**Collected data**.
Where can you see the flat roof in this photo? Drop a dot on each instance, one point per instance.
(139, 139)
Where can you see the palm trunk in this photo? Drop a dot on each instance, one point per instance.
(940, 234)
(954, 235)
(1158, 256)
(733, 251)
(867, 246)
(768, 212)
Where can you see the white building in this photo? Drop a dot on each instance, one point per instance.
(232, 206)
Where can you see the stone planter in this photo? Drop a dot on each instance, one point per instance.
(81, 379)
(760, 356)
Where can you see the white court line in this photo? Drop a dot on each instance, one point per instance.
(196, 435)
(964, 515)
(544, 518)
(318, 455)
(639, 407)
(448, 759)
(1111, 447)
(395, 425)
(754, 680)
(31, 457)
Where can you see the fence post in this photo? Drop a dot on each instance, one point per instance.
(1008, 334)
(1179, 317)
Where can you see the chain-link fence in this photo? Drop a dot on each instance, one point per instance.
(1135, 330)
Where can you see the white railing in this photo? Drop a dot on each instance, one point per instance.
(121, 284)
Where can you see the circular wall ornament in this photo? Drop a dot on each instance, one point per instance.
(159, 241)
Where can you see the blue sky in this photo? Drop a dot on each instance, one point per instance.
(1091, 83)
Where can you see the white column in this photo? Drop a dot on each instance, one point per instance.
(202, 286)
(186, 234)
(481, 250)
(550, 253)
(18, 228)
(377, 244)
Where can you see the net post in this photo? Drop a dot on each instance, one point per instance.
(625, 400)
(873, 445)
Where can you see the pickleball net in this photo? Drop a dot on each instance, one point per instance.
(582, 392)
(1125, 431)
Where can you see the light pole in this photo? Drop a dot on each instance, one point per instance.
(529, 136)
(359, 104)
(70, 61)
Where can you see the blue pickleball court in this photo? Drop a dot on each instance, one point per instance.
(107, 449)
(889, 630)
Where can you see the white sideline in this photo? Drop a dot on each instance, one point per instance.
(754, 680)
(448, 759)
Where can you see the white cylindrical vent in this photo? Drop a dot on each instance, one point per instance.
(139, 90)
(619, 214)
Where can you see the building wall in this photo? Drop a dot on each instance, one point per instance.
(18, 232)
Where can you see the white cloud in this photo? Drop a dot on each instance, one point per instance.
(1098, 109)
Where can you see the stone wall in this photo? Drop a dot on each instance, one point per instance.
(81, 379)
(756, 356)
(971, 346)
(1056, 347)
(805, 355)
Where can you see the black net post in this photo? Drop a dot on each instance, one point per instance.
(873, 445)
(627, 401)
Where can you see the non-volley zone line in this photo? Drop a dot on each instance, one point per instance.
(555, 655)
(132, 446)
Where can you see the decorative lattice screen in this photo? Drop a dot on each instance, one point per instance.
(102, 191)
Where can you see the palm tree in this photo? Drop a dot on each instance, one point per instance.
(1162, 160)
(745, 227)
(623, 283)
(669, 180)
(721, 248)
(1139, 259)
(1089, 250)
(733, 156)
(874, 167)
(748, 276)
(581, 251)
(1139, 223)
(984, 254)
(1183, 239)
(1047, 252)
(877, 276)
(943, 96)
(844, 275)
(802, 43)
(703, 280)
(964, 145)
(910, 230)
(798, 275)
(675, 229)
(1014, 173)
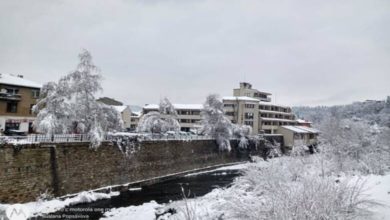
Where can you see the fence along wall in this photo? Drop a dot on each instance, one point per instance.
(64, 168)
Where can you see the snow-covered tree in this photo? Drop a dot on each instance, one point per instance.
(215, 123)
(160, 122)
(70, 105)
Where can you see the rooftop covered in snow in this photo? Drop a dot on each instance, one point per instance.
(13, 80)
(301, 129)
(177, 106)
(120, 108)
(239, 98)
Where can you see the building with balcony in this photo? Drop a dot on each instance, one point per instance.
(134, 119)
(17, 97)
(252, 107)
(188, 114)
(125, 112)
(298, 135)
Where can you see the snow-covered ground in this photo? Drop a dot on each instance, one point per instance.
(379, 190)
(217, 204)
(42, 207)
(143, 212)
(214, 205)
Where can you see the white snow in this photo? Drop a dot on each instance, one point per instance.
(296, 129)
(41, 207)
(378, 189)
(176, 106)
(239, 98)
(145, 211)
(120, 108)
(12, 80)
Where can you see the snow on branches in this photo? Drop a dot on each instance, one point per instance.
(70, 105)
(215, 123)
(160, 122)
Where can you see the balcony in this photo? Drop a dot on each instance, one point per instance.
(267, 99)
(9, 97)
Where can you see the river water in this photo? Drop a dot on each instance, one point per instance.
(162, 192)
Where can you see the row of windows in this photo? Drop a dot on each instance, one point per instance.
(188, 112)
(15, 91)
(189, 120)
(264, 115)
(248, 115)
(277, 123)
(229, 105)
(249, 105)
(12, 107)
(274, 108)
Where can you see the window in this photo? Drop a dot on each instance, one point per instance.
(228, 105)
(195, 112)
(31, 107)
(35, 93)
(248, 115)
(248, 123)
(249, 106)
(12, 107)
(230, 113)
(12, 91)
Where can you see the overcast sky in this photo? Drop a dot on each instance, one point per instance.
(305, 52)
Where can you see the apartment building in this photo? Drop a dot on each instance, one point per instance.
(134, 119)
(125, 112)
(188, 114)
(249, 106)
(17, 97)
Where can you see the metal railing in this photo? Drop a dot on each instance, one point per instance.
(39, 138)
(65, 138)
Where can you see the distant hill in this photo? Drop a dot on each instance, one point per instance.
(109, 101)
(370, 110)
(135, 108)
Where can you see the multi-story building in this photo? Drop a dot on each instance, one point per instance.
(134, 119)
(17, 97)
(125, 112)
(188, 114)
(252, 107)
(247, 106)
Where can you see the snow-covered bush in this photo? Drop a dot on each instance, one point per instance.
(242, 133)
(160, 122)
(70, 105)
(215, 123)
(356, 146)
(292, 189)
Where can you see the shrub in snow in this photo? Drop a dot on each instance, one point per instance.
(70, 105)
(356, 146)
(160, 122)
(128, 143)
(215, 123)
(292, 189)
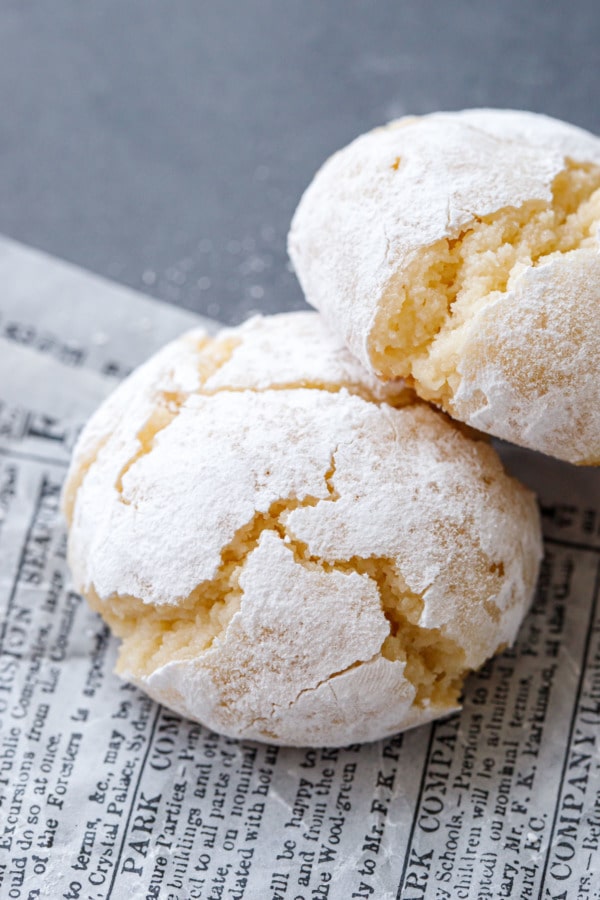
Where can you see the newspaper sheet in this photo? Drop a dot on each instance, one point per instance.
(105, 794)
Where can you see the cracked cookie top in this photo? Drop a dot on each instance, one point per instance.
(460, 251)
(288, 549)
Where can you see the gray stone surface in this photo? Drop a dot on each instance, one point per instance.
(166, 144)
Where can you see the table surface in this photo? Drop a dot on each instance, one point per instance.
(166, 145)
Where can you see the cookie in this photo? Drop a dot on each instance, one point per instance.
(288, 549)
(460, 251)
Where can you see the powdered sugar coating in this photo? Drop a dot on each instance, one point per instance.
(377, 205)
(282, 553)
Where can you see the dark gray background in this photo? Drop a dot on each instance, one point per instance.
(165, 143)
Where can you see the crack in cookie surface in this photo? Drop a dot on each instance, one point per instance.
(419, 328)
(155, 635)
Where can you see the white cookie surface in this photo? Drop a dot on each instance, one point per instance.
(460, 251)
(289, 551)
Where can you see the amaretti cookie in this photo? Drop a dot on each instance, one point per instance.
(289, 550)
(460, 251)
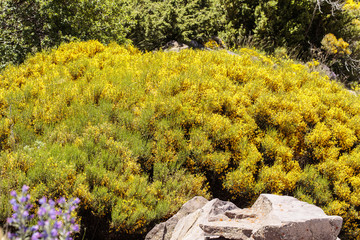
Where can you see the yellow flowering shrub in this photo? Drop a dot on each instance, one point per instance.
(135, 135)
(335, 46)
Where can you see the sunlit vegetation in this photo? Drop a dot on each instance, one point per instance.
(135, 135)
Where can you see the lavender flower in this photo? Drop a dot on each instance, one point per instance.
(21, 218)
(55, 221)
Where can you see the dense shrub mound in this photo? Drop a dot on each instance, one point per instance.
(135, 135)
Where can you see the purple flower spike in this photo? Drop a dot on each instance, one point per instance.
(23, 199)
(54, 233)
(25, 189)
(25, 214)
(52, 203)
(42, 200)
(15, 207)
(41, 211)
(13, 193)
(58, 225)
(76, 201)
(62, 200)
(36, 236)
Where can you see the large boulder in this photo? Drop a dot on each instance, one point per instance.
(272, 217)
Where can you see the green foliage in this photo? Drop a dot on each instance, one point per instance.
(135, 135)
(31, 26)
(158, 22)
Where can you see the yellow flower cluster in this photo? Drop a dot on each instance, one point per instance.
(135, 135)
(335, 46)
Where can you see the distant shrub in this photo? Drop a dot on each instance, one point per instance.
(135, 135)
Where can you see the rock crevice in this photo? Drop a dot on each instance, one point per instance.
(272, 217)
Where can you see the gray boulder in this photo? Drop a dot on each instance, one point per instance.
(271, 217)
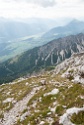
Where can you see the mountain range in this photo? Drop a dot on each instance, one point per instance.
(44, 56)
(51, 98)
(17, 37)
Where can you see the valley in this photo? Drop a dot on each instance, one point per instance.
(50, 98)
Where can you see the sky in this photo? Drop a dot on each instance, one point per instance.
(42, 9)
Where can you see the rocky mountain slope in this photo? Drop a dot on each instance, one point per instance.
(50, 54)
(51, 98)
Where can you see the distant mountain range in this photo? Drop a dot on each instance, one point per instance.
(15, 39)
(47, 55)
(74, 27)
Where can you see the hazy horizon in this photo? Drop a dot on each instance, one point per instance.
(51, 9)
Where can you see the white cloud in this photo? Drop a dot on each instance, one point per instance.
(42, 8)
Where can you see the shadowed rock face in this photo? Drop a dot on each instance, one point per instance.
(50, 54)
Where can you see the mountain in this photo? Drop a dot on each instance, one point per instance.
(74, 27)
(44, 56)
(18, 36)
(50, 98)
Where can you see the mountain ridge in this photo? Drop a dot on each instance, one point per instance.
(47, 55)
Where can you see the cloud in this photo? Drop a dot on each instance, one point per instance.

**Brief**.
Here the answer is the exact run of lines above, from the line with "Where can you see the mountain ridge" down to the last, and nothing else.

**Solved exercise**.
Where can you see the mountain ridge in this photo? Drop a dot on each instance, one point per instance.
(47, 55)
Where can you see the cloud in this photo? Drop a dot on each instance, one point per instance.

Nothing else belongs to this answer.